**Excerpted text:**
The #MeToo movement (Chinese: #WoYeShi) emerged in China shortly after it originated in the United States. In mainland China, online MeToo posts were slowed by government censorship. To avoid the censorship, Chinese women using the #MeToo hashtag on social media began using bunny and bowl-of-rice emojis; "rice bunny" is pronounced mi-tu in Chinese. Feminist activist Xiao Qiqi originated the use of rice-bunny emojis for the movement.

Universities 
The #MeToo movement began in China in 2017, when Luo Qianqian (罗茜茜) accused Beihang University professor Chen Xiaowu (陈小武) of sexually harassing her in 2004 while she was a PhD candidate. On the Chinese question-and-answer site Zhihu, Luo saw other former students discussing Chen's improper behaviour (including sexual assault and forced alcohol consumption); one former student had recorded proof of harassment. Luo then contacted the president of the Beihang Alumni Association to accuse Chen publicly. Xiao Qiqi’s hashtag #MeToo on the microblogging platform Weibo attracted more than 2.3 million views, and the university removed Chen from his teaching position. China Daily praised the university's actions, and encouraged students to continue exposing abusive educators.

As the #MeToo movement attracted public attention, Li Tingting's partner Xiao Meili wrote an open letter denouncing the lack of investigation of sexual harassment on Chinese university campuses. Meili suggested that universities offer education on sexual harassment to students, staff, and faculty with public lectures, hire investigators; and establish hotlines for students to report sexual harassment to school officials.

Peking University graduate Gu Huaying wrote a letter to the university, signed by 9,000 students, asking it to do more to prevent sexual harassment. The campaign faced pressure from school authorities and social-media censorship.

**Tasks to complete:**
- a) Write out the passage on the #MeToo movement in China word for word, from "As the #MeToo" to "to school officials.".
- b) Continue the passage on the #MeToo movement in China from the point where it stops.

**Provided data:**
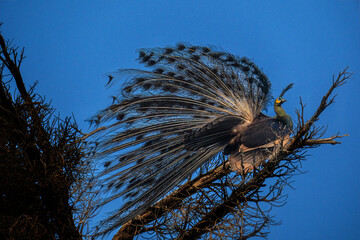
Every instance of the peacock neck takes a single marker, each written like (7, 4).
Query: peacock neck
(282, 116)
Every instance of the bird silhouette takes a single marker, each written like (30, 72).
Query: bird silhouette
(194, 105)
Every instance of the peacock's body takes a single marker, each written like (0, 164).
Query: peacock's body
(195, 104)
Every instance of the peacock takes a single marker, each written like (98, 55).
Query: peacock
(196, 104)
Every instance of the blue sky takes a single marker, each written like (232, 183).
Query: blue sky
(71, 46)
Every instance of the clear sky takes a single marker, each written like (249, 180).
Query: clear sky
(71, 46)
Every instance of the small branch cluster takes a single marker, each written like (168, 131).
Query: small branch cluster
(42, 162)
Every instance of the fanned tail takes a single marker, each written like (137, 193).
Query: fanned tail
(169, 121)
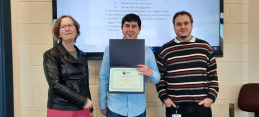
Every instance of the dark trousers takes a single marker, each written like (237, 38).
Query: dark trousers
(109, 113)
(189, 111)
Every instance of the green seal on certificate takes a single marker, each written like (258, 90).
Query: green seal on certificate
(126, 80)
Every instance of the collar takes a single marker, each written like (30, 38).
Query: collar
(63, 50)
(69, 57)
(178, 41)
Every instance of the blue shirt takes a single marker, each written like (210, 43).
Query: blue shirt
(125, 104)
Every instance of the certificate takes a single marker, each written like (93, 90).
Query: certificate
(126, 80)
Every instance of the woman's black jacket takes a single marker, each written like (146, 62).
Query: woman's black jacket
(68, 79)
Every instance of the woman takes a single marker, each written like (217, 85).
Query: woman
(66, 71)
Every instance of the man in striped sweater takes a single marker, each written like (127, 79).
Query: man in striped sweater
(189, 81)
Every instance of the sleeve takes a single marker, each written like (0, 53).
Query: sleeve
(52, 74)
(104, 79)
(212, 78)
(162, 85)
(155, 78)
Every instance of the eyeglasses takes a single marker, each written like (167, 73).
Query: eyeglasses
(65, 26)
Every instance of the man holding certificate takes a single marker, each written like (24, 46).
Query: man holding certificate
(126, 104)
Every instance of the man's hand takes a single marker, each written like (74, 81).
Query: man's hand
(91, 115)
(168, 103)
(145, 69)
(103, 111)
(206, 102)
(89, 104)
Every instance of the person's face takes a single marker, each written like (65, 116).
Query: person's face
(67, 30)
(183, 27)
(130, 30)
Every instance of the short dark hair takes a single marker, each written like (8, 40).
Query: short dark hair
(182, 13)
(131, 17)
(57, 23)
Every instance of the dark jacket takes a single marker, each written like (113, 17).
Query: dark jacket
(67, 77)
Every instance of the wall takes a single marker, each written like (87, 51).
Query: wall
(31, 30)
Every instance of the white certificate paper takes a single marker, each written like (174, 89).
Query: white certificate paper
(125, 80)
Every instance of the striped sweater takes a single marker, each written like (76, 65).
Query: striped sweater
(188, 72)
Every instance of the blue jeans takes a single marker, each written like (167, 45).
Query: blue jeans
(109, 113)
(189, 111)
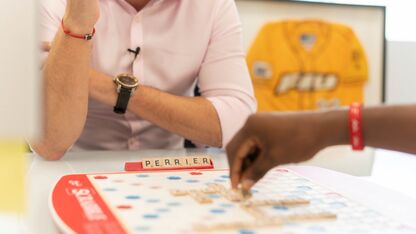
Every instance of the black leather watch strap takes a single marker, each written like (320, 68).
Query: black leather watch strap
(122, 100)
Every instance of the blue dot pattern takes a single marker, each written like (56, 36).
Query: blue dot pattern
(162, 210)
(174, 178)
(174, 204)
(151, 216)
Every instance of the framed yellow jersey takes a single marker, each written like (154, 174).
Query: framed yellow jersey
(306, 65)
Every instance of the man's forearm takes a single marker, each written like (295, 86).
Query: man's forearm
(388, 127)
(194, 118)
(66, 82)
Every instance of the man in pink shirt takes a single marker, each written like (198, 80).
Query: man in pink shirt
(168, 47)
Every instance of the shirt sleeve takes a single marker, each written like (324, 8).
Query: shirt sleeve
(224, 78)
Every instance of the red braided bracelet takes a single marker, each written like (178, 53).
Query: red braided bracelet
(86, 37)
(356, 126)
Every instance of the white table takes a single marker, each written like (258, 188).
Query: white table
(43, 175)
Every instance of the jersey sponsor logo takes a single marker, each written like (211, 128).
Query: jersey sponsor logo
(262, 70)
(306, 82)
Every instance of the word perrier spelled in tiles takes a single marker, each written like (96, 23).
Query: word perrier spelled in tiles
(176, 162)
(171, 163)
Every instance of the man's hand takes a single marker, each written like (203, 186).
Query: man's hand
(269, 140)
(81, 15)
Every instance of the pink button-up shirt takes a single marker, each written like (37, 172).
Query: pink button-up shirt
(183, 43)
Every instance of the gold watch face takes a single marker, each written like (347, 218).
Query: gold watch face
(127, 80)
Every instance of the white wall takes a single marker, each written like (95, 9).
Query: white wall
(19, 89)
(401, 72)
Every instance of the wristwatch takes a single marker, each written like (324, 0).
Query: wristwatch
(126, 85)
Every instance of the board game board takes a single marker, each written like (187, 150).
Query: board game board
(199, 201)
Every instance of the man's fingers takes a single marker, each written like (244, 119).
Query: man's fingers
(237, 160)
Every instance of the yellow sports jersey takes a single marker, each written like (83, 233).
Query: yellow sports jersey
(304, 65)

**Outputs for the tasks:**
- a)
As the #MeToo movement attracted public attention, Li Tingting's partner Xiao Meili wrote an open letter denouncing the lack of investigation of sexual harassment on Chinese university campuses. Meili suggested that universities offer education on sexual harassment to students, staff, and faculty with public lectures, hire investigators; and establish hotlines for students to report sexual harassment to school officials.

- b)
Professor Zhang Peng was removed from his teaching positions at Shanghai Normal University and Nanjing University when a #MeToo allegation accused him of raping one of his students while teaching at Peking University in 1998. The victim, 20-year-old sophomore Gao Yan, subsequently committed suicide.

Li Qi, a married professor at the Shanghai University of Traditional Chinese Medicine and doctor at the affiliated Shuguang Hospital, was fired by the university in 2022 after its investigation into his affair with a master's-degree student. The student had an abortion after becoming pregnant with his child, and alleged that Li had affairs with other female students by promising to help them publish papers, find jobs, or study overseas.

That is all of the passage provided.